_APPLY WHAT YOU READ_.
1) Transcribe the passage about Jean-Marie Dayot word for word, starting at "Entering the service" and ending at "Tây Sơn galleys.".
2) Write the next part of the passage about the naval officer Jean-Marie Dayot, picking up after its last sentence.

_DOCUMENT TEXT_.

■ ■ ■ ■ ■ ■ ■

French naval officer (1759–1809)

Jean Baptiste Marie Dayot (Vietnamese name: Nguyễn Văn Trí / 阮文智, 1759–1809) was a French Navy officer and an adventurer who went into the service of Nguyễn Ánh, the future emperor Gia Long of Vietnam.

Originally from a Brittany family settled in Ile Bourbon, Jean-Marie Dayot was born in Port Louis, Ile Maurice. He became a Lieutenant de vaisseau auxiliaire in the French Royal Navy. He met with Pigneau de Béhaine either in the Île Bourbon or Pondicherry, and is thought to have commanded one of the two commercial ships which accompanied the warship Méduse with Pigneau de Behaine to Vietnam.

Entering the service of Nguyễn Ánh, by 1790 he was in command of a naval division composed of two European warships belonging to Nguyễn Ánh. In 1792, he fought in the naval battle against the Tây Sơn in front of Qui Nhơn, sinking 5 warships, 90 galleys and about 100 smaller boats. In 1793, again at Qui Nhơn, he captured 60 Tây Sơn galleys.

■ ■ ■ ■ ■ ■ ■

_EXTRACTED INFORMATION_.
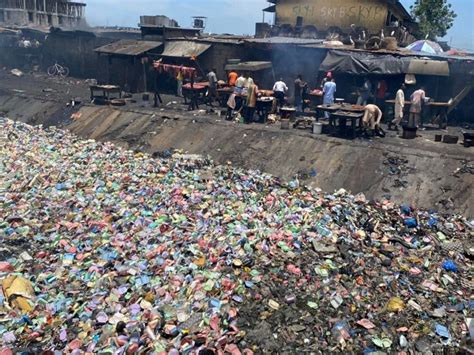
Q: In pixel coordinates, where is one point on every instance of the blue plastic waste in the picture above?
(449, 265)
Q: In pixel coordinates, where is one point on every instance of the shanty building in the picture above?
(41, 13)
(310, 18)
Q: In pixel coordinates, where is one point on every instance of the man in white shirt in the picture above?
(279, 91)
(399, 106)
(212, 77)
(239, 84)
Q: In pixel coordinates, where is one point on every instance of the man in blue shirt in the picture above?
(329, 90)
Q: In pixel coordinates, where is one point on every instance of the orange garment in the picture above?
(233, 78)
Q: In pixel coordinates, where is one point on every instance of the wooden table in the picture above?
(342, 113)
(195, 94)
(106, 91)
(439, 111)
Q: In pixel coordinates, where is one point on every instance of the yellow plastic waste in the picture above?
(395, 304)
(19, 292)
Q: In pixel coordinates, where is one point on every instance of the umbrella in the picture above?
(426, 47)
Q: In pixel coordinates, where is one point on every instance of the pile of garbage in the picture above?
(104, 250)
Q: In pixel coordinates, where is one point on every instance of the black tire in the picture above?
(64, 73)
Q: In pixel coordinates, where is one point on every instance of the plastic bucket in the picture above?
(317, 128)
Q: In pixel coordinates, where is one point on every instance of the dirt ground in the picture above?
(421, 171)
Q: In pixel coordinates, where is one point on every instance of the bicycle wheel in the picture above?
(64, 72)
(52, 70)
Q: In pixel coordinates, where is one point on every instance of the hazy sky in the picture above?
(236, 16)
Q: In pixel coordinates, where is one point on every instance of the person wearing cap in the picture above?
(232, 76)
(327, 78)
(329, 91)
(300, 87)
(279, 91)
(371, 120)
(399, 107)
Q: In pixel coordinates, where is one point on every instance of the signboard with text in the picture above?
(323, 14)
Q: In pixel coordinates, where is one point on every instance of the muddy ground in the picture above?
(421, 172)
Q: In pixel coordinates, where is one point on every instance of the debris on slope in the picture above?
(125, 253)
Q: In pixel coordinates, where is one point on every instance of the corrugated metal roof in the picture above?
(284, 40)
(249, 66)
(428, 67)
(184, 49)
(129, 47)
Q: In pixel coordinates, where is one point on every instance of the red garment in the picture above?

■ ■ ■ ■ ■ ■ ■

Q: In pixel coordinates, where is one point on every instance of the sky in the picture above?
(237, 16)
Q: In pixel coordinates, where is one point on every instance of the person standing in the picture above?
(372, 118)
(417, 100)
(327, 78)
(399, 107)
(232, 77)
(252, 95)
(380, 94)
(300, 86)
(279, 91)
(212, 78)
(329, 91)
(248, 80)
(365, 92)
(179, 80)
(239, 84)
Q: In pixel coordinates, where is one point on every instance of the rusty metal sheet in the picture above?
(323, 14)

■ ■ ■ ■ ■ ■ ■

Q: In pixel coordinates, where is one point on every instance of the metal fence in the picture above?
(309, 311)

■ ■ ■ ■ ■ ■ ■

_NUMBERED RESPONSES_.
1)
Entering the service of Nguyễn Ánh, by 1790 he was in command of a naval division composed of two European warships belonging to Nguyễn Ánh. In 1792, he fought in the naval battle against the Tây Sơn in front of Qui Nhơn, sinking 5 warships, 90 galleys and about 100 smaller boats. In 1793, again at Qui Nhơn, he captured 60 Tây Sơn galleys.

2)
Jean-Marie Dayot also did considerable hydrographic work, making numerous maps of the Vietnamese coast, which were drawn by his talented brother.

In 1795, Jean-Marie Dayot stranded his ship, was condemned for negligence and put to the cangue. Disgusted, he left Cochinchina.

Jean-Marie Dayot then settled in Manila, from where he traded with Mexico. He died in 1809 when his ship sank in the Gulf of Tonkin. His brother would die in Macao in 1821.